§ What you should do
Take the lines below from the one containing "of the ceiling" through the final line, and rewrite only those, requests included, offsetting every coordinate in the answers by -146.
+++
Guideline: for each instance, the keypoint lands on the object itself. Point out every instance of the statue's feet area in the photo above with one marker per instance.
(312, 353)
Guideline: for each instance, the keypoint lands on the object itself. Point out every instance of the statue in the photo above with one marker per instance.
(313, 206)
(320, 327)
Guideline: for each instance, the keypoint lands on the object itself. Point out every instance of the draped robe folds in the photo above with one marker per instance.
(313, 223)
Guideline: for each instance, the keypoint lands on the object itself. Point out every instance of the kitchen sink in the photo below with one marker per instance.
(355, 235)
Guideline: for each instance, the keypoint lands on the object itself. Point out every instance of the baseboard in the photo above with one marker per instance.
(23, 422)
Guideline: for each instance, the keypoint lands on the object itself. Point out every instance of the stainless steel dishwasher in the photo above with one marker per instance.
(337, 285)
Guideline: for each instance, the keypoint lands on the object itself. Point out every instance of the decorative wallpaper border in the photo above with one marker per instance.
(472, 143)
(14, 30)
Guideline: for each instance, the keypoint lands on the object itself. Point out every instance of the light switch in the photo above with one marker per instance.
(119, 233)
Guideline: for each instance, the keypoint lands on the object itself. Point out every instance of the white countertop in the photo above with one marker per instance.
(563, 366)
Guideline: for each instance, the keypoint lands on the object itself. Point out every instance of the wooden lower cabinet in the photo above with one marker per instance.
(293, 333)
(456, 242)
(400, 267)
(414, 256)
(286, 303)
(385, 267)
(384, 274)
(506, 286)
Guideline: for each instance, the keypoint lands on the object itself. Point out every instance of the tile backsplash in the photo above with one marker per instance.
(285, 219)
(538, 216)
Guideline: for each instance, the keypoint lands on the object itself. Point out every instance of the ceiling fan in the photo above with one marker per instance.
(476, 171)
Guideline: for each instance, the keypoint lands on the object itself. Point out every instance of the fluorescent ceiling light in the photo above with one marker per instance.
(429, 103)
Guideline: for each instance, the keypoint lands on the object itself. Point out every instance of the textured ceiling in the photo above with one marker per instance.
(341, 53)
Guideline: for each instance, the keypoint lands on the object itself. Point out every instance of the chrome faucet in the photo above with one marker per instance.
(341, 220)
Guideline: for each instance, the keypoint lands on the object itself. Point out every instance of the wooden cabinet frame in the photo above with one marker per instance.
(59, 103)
+++
§ The solution
Guideline: for each instance, the keypoint lands on the object itself. Point out every instance of the ceiling fan in the photo above with one marker per instance.
(330, 25)
Guideline: for each instance, the keypoint lands on the object itself. Point out every instance of the fluorescent ceiling light in the photo above with one marker per instance.
(283, -43)
Guideline: for each instance, the keypoint lands on the object itself. Point out every instance of the textured ceiling in the photo above with one marker per instance.
(195, -93)
Guideline: for each instance, the keypoint lands on the object itself. Point out every instance of the chrome faucet in the photo above with one marker per instance.
(195, 74)
Guideline: for each instance, the keypoint lands on the object itself. Point out every instance of the wooden cabinet frame in the photo above with one marker per instance.
(-87, -43)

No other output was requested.